** start of SELECTED TEXT **
[Color Computer] Re:[coco] www on coco
L. Curtis Boyle
curtisboyle at sasktel.net
Thu Nov 9 09:51:18 EST 2006
On Wed, 08 Nov 2006 21:55:11 -0600, George's Coco Address
<yahoo at dvdplayersonly.com> wrote:
> Frank(and all),
>
> My desire for sending and receiving email from a coco outweighs the
> need
> for a laptop. It's a passion.
>
> Meanwhile, I refuse to believe that a coco "Can't" do email on the
> internet. No one has ever explained exactly why it can't, other than
> something about "stacks" requiring too much memory.
> Since the internet and TCP/IP works on packets, what's the big deal? We
> just use a hard drive/floppy/ramdisk to make memory. The "internet" will
> wait for the next packet or a request for a packet and process it
> normally.
> I'm ignorant in this part, but logic tells me that packets are packets
> and
> a coco can send and receive packets.
** end of SELECTED TEXT **
TASK REQUIREMENTS — In the coco email post above, list every storage option the quoted writer proposes using "to make memory."
** start of INFORMATION GIVEN **
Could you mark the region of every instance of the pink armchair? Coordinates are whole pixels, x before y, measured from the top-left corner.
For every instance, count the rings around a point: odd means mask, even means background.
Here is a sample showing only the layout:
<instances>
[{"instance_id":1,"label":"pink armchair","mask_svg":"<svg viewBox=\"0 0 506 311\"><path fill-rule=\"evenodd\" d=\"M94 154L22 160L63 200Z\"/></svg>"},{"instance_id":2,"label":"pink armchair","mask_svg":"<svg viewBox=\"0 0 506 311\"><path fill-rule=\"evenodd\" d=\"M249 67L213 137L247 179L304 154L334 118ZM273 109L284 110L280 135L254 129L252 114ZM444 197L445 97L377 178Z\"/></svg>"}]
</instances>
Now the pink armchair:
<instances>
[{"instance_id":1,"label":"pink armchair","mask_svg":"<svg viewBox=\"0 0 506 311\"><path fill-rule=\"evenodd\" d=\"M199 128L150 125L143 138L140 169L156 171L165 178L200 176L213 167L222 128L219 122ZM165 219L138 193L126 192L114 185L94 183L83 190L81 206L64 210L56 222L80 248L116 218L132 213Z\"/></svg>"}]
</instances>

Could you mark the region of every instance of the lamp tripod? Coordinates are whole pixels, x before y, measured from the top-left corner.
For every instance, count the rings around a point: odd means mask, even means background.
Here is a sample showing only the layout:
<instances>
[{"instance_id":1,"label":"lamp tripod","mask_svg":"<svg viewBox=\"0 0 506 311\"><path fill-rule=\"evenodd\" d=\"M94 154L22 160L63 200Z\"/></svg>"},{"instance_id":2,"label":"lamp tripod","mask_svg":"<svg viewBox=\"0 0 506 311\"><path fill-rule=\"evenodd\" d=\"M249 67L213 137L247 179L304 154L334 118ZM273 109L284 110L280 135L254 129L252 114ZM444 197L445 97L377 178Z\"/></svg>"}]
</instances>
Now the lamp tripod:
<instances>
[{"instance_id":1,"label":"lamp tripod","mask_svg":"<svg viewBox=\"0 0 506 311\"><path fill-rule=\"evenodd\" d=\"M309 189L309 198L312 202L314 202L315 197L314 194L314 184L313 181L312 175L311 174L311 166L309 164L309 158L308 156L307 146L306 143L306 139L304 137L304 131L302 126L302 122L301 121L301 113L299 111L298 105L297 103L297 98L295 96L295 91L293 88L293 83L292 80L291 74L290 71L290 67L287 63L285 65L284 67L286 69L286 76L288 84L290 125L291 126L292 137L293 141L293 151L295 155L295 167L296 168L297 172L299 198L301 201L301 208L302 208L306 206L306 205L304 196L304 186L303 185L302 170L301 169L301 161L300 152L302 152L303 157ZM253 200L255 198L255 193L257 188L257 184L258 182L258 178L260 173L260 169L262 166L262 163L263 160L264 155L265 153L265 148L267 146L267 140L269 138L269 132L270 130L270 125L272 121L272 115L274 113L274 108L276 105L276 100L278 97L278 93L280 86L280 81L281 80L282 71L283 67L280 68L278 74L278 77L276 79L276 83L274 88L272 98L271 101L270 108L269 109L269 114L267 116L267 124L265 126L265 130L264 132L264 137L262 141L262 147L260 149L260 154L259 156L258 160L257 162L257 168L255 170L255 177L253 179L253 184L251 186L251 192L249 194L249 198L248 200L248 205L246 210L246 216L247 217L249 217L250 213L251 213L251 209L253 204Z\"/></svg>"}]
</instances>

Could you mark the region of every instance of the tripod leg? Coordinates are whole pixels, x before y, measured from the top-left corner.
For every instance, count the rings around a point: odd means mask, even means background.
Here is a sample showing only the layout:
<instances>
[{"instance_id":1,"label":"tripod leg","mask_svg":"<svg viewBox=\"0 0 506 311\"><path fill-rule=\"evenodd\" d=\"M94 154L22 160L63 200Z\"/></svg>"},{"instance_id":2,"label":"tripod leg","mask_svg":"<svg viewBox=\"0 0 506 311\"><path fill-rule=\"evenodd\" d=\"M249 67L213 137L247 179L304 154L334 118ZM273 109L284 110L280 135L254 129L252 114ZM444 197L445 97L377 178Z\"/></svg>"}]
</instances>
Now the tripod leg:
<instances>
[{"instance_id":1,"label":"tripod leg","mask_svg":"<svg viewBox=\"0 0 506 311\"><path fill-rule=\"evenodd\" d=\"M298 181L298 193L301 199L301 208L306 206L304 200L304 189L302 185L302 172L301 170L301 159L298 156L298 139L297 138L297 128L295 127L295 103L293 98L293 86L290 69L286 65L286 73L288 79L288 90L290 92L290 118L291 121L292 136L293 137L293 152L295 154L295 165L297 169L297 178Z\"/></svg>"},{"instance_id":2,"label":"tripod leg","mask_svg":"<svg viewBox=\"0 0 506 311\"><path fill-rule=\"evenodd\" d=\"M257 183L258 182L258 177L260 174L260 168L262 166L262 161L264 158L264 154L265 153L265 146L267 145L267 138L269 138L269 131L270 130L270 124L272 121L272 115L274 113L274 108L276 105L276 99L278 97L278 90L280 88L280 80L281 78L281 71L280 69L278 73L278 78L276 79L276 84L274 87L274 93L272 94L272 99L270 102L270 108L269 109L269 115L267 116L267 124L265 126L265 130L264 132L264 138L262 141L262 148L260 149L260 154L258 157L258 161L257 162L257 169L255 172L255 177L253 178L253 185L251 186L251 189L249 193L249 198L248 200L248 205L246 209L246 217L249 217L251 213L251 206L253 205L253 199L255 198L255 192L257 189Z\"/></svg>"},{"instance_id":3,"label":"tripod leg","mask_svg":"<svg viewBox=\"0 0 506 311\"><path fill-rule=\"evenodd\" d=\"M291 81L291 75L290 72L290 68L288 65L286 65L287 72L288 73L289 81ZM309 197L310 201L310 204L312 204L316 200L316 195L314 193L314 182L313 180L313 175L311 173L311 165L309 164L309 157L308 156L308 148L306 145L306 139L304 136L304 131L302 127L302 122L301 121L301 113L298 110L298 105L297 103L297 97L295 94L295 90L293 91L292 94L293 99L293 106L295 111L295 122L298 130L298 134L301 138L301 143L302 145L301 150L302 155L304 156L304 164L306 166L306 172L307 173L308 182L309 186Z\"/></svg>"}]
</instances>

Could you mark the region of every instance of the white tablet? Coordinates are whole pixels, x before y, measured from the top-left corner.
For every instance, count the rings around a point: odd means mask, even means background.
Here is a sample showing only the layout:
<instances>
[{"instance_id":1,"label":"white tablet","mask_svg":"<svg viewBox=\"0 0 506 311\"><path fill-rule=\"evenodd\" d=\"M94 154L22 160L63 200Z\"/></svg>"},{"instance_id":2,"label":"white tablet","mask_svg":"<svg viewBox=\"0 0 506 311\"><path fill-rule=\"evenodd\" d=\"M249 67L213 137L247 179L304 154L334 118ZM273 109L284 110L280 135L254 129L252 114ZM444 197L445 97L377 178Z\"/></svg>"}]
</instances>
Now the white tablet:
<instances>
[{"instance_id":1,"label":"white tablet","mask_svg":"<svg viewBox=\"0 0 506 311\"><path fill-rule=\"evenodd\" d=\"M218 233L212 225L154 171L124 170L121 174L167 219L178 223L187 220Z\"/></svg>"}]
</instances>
** end of INFORMATION GIVEN **
TASK SOLUTION — hard drive, floppy, ramdisk